[EXERCISE INSTRUCTIONS]
What is needed is an exact transcription of the listing, with the images removed.

========

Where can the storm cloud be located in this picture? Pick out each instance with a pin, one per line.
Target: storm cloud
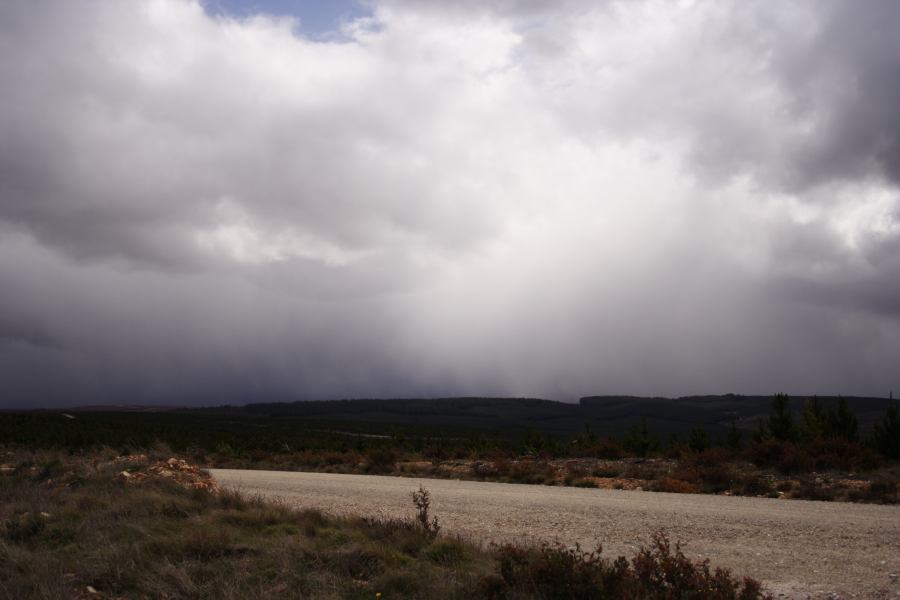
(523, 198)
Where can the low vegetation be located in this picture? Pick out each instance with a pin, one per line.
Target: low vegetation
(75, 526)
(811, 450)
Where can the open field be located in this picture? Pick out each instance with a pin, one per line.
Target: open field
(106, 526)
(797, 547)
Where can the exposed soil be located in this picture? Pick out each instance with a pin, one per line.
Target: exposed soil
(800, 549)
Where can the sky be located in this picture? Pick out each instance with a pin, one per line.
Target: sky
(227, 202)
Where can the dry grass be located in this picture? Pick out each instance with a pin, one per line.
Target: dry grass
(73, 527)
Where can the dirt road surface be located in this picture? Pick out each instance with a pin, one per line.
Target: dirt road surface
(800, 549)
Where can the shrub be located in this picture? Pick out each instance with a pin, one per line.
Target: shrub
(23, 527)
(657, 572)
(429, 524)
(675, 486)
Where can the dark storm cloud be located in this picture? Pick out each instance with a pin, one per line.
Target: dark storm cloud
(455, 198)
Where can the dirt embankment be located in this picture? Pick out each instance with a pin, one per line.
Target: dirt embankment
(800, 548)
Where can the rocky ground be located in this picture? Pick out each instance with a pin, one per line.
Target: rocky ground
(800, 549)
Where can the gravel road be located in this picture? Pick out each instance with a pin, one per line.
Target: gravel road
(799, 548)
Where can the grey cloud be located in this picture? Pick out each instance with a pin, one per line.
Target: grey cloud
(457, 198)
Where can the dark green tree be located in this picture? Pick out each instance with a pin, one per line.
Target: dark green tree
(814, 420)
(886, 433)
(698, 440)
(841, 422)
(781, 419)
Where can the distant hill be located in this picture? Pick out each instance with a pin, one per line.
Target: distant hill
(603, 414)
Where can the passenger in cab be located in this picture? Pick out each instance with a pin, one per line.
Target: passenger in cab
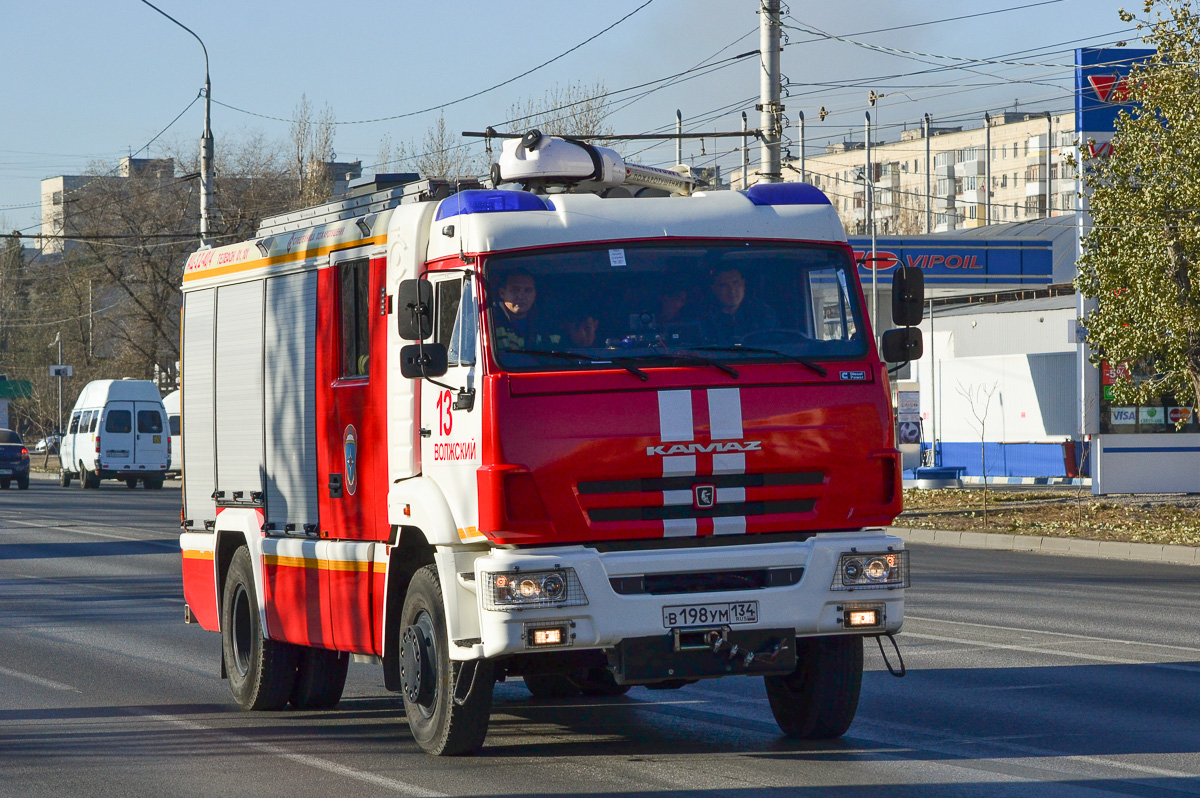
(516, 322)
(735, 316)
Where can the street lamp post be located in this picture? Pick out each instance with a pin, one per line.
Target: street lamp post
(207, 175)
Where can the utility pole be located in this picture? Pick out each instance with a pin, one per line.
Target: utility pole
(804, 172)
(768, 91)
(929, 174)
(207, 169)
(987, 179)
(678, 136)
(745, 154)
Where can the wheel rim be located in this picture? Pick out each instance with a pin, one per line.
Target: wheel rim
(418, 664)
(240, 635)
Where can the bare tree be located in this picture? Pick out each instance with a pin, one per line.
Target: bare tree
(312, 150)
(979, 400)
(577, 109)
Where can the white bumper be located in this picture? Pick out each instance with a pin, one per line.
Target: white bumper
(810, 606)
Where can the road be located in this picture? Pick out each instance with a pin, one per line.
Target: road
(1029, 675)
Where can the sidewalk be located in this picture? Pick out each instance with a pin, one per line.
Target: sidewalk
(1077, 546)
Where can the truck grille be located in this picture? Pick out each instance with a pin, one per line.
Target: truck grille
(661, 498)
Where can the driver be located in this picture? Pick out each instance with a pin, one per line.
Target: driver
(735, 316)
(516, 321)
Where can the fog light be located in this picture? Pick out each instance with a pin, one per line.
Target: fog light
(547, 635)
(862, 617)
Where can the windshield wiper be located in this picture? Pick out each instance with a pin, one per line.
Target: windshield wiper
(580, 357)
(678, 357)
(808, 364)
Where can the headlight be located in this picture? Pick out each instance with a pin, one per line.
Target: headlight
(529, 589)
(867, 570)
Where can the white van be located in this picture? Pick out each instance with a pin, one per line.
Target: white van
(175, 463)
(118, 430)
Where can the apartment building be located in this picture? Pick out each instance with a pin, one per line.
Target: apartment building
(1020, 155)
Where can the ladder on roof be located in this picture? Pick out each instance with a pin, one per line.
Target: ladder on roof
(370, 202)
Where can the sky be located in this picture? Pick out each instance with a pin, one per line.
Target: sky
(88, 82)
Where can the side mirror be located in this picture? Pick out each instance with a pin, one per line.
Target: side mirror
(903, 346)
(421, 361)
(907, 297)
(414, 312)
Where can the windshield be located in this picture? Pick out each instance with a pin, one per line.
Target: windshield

========

[RESULT OF THIS EXERCISE]
Where can the storm cloud be located in this picture? Pick out each instance with a pin, one per line.
Target: storm cloud
(523, 198)
Where can the low vegetation be located in this picture? Pick out each instance with a pin, one per line.
Target: low vegetation
(75, 526)
(811, 450)
Where can the open field be located in this picture? Pick out each instance with a pin, one per line.
Target: open field
(106, 526)
(797, 547)
Where can the exposed soil be located in this picture? Pick out each instance with a pin, one per line.
Target: exposed soil
(800, 549)
Where can the sky be located in this picture? Pick out each instance with a pin, one per line.
Target: sky
(227, 202)
Where can the dry grass be located in this picture? Pick out each instance with a pin, one per line.
Target: dry grass
(73, 527)
Where can the dirt road surface be located in this picture? Pick out each instance with a pin, one per line.
Target: dirt road surface
(800, 549)
Where can the shrub be located in this picture? Pick out each instance with a pin, one per line.
Target: shrub
(23, 527)
(657, 572)
(429, 524)
(675, 486)
Where can the dark storm cloud be located in this picture? Pick out each instance with a pin, one per line.
Target: dark storm cloud
(455, 198)
Where can the dirt embankment be located in this picture? Pick out each instance with a pin, one per line.
Target: dirt embankment
(800, 548)
Where can the rocky ground be located in this picture? Pick out each instance with a pin, one per line.
Target: rocky ground
(800, 549)
Where can the gravel road be located in this picture? Pick out each instance with a pin, one per line.
Target: gravel road
(799, 548)
Where can the grey cloud be located in this picture? Pick out each instance with a pin, one per line.
Target: grey cloud
(457, 198)
Where can the dark green tree be located in this picture? Pick out each instance with a pin, one per line.
Target: dark green tree
(814, 420)
(886, 433)
(698, 440)
(841, 422)
(781, 419)
Where can the distant hill be located in this picture? Pick out each instance with a pin, one per line.
Target: distant hill
(603, 414)
Where can the passenger in cab be located in this picture? Pick out each instance with a pin, one per line.
Target: passenger in cab
(516, 322)
(735, 316)
Where can the street lamp post be located in this picture? Pick out each instance with a pin, one per line.
Target: street lamp post
(207, 175)
Where can the utility pole be located in this picture? Pick out each instance with a pin, one per line.
Target: utility pole
(804, 172)
(768, 91)
(929, 174)
(207, 169)
(987, 179)
(678, 136)
(745, 154)
Where can the wheel rim be located in this picture? Pick out each instance with a pin, one per line.
Target: wheel rim
(418, 664)
(240, 635)
Where can the bare tree be located in this picture? Pick out each instance with a pin, one per line.
Target: bare tree
(312, 150)
(979, 400)
(577, 109)
Where can the white bumper be located in this picture? Pick out each instance with a pin, one per line.
Target: white bumper
(810, 606)
Where can the road be located in this picture? Pick out each instance with a pin, one per line.
Target: road
(1029, 675)
Where can the sidewalk be located in this picture? Pick out each instance with a pin, one per line.
Target: sidewalk
(1077, 546)
Where can the truck grille be located in this picture? Pick out each instance with a pin, one per line.
Target: truck grille
(661, 498)
Where can the driver be located in this picture? Pick out each instance with a pin, one per line.
Target: driver
(735, 316)
(516, 321)
Where can the fog light be located in this picture? Pick out each instance with a pin, one per line.
Target: fog light
(547, 635)
(862, 617)
Where can the windshield wiper be located in this picture? Pick out each instance with a pin, one per line.
Target: windshield wiper
(580, 357)
(678, 357)
(808, 364)
Where can the headlight be located in this picture? Pick out each instance with a pin, one per line.
Target: headlight
(529, 589)
(867, 570)
Where can the white van be located in this picture? Pick out each instance with a pin, one per line.
Target: white van
(175, 463)
(118, 430)
Where can the apartment building be located in this picture? Pick out each instance with a pin, one per line.
Target: apartment building
(1020, 155)
Where can the ladder on roof be located in this picture? Pick out each instance with a pin, one per line.
Target: ladder on roof
(370, 202)
Where can the sky be located in this picture? Pick out each instance with a pin, one per line.
Target: sky
(88, 82)
Where can the side mirror be located in this picture? Pick out each instance with a pin, one per line.
Target: side mirror
(903, 346)
(421, 361)
(907, 297)
(414, 312)
Where can the windshield be located in this picture? Pick out each instance with a pin, one per line.
Target: windshield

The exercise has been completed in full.